Using USSD reward delivery to reach unbanked recipients in Africa
Financial inclusion programmes need delivery that works without a bank account, smartphone, or internet connection. USSD is the only channel that clears all three bars.
There are approximately 350 million unbanked adults in sub-Saharan Africa. They are not unreachable — most have a mobile phone and a SIM card. They are unreachable by the conventional reward delivery infrastructure that assumes a bank account, a smartphone, or an internet connection.
Financial inclusion programmes — whether run by microfinance institutions, NGOs, government agencies, or fintechs expanding their customer base — frequently need to deliver rewards, incentives, or conditional transfers to this population. The delivery channel determines whether the programme reaches its intended recipients. USSD is the architecture that makes it possible.
What "unbanked" means for reward delivery
Unbanked doesn't mean without a phone. Mobile penetration in sub-Saharan Africa is above 80% in most markets. The gap is between mobile access and formal financial infrastructure — bank accounts, debit cards, digital wallets linked to formal KYC processes.
Standard reward delivery channels that fail for unbanked populations:
- ✕Bank transfer — requires an account number. Excludes the unbanked entirely.
- ✕Digital gift card — requires a smartphone to receive the link, a browser to redeem it, and often a payment card to complete a purchase.
- ✕App-based reward — requires a smartphone, a data plan, and the ability to navigate a mobile application.
- ✕Email delivery — the majority of unbanked African adults do not have or regularly check email accounts.
USSD requires none of these. A SIM card and the ability to dial a number is sufficient. Everything else happens on the network.

COLLECTED DATA
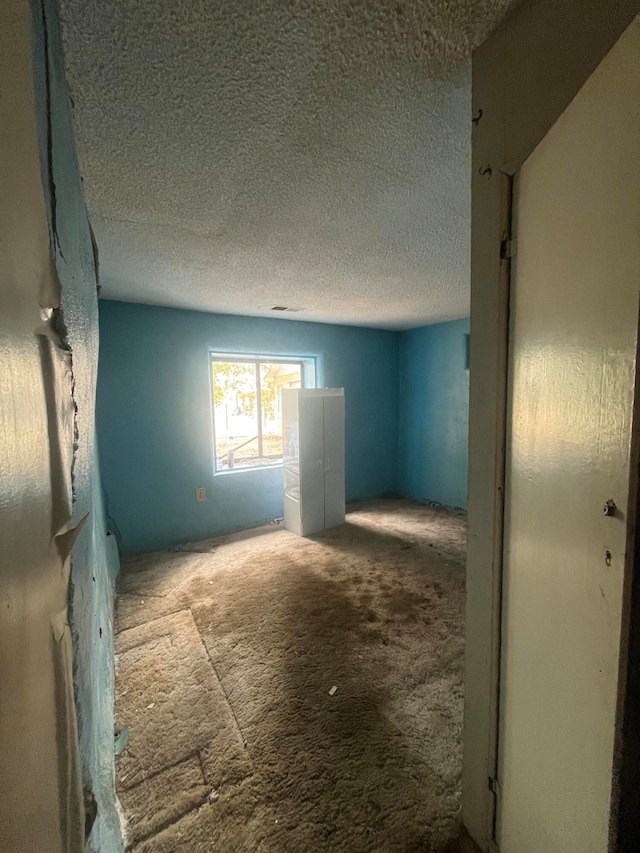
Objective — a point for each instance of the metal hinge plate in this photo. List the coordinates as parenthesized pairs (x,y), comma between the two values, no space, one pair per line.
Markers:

WRITTEN TASKS
(A) In the text on USSD reward delivery, roughly how many unbanked adults are there in sub-Saharan Africa?
(B) Pick up the text on USSD reward delivery for unbanked recipients after its last sentence and write the next part.

ANSWERS GIVEN
(A) Approximately 350 million.

(B)
Unbanked doesn't mean unreachable. It means you need different infrastructure.
The mobile money bridge
The critical insight for financial inclusion reward programmes is that mobile money — M-Pesa, MTN MoMo, Airtel Money, Orange Money — is itself USSD-based. The overlap between populations that use mobile money and populations that are unbanked is significant. Across Kenya, Ghana, Tanzania, Côte d'Ivoire, and increasingly Nigeria, mobile money wallets are the primary financial infrastructure for low-income populations.
A USSD reward programme can deliver directly to a mobile money wallet. The recipient dials the code, selects "mobile money transfer," and confirms. The reward appears in their wallet within seconds. No bank account required. No smartphone required. No data required.
For financial inclusion programmes that are explicitly trying to deepen engagement with formal financial tools, a mobile money reward creates a triple benefit: the recipient gets immediate value, their mobile money wallet sees increased activity, and the programme generates data on mobile money adoption among its target population.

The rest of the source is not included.